«Ogni fotografia, specialmente se ritrae persone, ha sempre una lunga storia alle spalle». E le storie che Davide Monteleone racconta arrivano, spiega, spesso all’improvviso, perché qualcosa ha riaperto il «cassetto di immagini» che ognuno di noi si porta inconsciamente dietro.
Davide è un narratore straordinario, di luoghi e di contraddizioni in cui probabilmente ci avventureremmo poco. Ha vinto per tre volte il World Press Photo e il premio Carmignac Gestion per il fotogiornalismo.
La fotografia, ripete sempre, non è stata una folgorazione. Ci è arrivato con l’approccio di chi scopre uno strumento utile e pratico per andare in giro e vedere quello che accade nel mondo.
Così ho provato a chiedergli qualcosa sul fotogiornalismo, le inchieste, il mestiere cambiato con il digitale. E su come sia cambiato il lavoro dell’informazione, tra interpretazione e testimonianza.
Hai fotografato proteste, migrazioni e guerre. Ma i tuoi lavori più conosciuti sono di ricerca su comunità, popolazioni e abitudini. Come scegli dove andare?

§ **Esercizio scritto**
Per favore, ricopia parola per parola il tratto del testo su Davide Monteleone che va da "Davide è un" fino a "interpretazione e testimonianza.". L'elenco non serve a nulla in questo esercizio.

[Righe da un dataset di etichettatura di riquadri]
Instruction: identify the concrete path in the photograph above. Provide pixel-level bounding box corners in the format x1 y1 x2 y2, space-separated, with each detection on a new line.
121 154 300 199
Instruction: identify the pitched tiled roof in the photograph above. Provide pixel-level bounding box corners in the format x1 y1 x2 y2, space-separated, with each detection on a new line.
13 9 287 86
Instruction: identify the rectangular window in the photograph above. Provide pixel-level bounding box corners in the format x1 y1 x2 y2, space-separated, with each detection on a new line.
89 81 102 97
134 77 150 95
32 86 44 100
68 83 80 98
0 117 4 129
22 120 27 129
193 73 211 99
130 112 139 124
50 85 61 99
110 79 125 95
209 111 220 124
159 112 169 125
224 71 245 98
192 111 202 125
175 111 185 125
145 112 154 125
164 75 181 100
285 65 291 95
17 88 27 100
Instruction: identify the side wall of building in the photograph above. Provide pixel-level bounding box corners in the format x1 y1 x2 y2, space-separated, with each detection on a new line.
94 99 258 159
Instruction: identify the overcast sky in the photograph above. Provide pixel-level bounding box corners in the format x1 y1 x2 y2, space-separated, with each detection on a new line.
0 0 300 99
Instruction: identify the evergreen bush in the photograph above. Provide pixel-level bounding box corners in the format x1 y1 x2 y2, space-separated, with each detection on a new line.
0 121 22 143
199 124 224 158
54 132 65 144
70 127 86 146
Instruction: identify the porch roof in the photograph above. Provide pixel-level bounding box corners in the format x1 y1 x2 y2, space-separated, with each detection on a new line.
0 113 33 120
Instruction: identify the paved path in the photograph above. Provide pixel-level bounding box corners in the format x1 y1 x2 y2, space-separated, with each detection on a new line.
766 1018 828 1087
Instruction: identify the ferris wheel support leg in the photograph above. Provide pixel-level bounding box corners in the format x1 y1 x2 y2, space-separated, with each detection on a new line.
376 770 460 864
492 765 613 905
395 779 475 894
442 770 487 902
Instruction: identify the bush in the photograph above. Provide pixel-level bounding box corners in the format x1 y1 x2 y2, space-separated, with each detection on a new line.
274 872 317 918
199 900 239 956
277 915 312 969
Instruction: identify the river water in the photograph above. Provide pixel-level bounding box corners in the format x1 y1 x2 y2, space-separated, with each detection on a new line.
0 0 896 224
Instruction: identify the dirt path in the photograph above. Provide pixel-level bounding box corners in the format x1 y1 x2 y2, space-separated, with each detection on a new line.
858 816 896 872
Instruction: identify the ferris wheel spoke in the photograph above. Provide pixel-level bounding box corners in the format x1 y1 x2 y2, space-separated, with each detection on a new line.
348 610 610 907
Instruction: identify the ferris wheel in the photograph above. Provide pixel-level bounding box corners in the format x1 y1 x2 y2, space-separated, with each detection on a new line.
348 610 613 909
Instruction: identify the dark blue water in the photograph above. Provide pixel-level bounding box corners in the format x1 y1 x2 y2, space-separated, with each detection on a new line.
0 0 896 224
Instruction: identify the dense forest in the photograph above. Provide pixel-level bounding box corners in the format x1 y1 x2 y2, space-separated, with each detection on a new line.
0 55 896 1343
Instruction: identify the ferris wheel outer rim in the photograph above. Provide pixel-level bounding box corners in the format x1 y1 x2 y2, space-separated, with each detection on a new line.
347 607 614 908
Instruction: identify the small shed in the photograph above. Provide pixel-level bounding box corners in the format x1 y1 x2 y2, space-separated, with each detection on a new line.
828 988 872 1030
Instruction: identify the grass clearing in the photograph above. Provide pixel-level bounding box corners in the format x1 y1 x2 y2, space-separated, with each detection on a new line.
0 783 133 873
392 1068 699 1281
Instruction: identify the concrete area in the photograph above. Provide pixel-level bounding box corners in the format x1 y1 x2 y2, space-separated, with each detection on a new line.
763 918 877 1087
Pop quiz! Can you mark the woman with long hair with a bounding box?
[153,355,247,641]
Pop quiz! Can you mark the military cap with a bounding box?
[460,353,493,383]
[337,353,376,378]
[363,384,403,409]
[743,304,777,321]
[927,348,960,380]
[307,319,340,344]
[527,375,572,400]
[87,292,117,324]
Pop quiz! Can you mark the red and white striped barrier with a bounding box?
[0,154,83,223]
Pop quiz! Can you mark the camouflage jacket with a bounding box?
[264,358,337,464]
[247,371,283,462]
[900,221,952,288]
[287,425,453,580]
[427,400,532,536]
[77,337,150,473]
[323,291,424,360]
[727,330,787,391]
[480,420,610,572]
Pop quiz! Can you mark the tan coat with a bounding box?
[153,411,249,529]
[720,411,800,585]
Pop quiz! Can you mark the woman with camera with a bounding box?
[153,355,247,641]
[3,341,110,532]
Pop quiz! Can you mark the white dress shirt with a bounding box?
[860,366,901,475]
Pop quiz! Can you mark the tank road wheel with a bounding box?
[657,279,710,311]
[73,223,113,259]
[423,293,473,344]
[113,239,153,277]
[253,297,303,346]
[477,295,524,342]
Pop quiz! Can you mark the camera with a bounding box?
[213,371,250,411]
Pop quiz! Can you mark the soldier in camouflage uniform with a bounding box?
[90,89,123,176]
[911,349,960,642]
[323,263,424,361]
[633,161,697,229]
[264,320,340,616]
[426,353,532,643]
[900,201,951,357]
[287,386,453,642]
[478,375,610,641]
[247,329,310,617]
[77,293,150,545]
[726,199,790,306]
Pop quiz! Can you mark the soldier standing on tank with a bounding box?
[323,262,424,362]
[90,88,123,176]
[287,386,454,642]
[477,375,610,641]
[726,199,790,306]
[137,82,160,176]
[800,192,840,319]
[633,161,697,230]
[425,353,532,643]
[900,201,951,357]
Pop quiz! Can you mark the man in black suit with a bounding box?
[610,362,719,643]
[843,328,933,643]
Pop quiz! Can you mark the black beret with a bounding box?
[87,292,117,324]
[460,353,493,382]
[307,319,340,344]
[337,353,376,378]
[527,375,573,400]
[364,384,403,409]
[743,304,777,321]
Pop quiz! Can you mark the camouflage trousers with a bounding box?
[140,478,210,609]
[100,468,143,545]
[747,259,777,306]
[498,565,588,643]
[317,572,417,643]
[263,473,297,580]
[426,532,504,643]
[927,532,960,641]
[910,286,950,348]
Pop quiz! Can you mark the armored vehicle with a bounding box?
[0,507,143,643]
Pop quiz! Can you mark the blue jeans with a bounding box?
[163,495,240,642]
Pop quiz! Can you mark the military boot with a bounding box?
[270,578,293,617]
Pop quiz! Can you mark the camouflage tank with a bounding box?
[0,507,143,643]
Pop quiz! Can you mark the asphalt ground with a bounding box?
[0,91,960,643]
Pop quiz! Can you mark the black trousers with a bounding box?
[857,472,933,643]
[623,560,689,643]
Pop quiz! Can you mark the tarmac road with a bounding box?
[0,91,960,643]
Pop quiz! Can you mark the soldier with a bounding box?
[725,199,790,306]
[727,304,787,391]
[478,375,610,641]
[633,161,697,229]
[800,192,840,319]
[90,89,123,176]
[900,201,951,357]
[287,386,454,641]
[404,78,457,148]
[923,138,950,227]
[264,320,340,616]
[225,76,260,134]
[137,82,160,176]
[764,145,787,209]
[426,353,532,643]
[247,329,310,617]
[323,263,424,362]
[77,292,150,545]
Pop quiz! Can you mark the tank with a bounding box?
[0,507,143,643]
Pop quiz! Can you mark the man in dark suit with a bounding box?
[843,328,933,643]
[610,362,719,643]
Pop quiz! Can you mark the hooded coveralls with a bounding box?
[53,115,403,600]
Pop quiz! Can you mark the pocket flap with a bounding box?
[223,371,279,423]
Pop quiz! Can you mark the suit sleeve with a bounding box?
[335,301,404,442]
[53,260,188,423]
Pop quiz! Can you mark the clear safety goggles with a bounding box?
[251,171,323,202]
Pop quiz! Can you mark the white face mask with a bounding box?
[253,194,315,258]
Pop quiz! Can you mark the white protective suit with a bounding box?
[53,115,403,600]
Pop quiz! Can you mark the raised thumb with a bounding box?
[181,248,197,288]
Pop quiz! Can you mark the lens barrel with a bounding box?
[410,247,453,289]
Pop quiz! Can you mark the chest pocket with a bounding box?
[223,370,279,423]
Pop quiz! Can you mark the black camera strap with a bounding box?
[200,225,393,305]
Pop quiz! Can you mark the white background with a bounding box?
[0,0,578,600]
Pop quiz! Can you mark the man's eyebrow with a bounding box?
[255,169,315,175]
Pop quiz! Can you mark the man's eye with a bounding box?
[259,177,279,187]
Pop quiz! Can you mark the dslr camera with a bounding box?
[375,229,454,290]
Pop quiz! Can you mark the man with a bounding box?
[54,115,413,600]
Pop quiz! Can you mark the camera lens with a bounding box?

§ **Soluzione**
Davide è un narratore straordinario, di luoghi e di contraddizioni in cui probabilmente ci avventureremmo poco. Ha vinto per tre volte il World Press Photo e il premio Carmignac Gestion per il fotogiornalismo.
La fotografia, ripete sempre, non è stata una folgorazione. Ci è arrivato con l’approccio di chi scopre uno strumento utile e pratico per andare in giro e vedere quello che accade nel mondo.
Così ho provato a chiedergli qualcosa sul fotogiornalismo, le inchieste, il mestiere cambiato con il digitale. E su come sia cambiato il lavoro dell’informazione, tra interpretazione e testimonianza.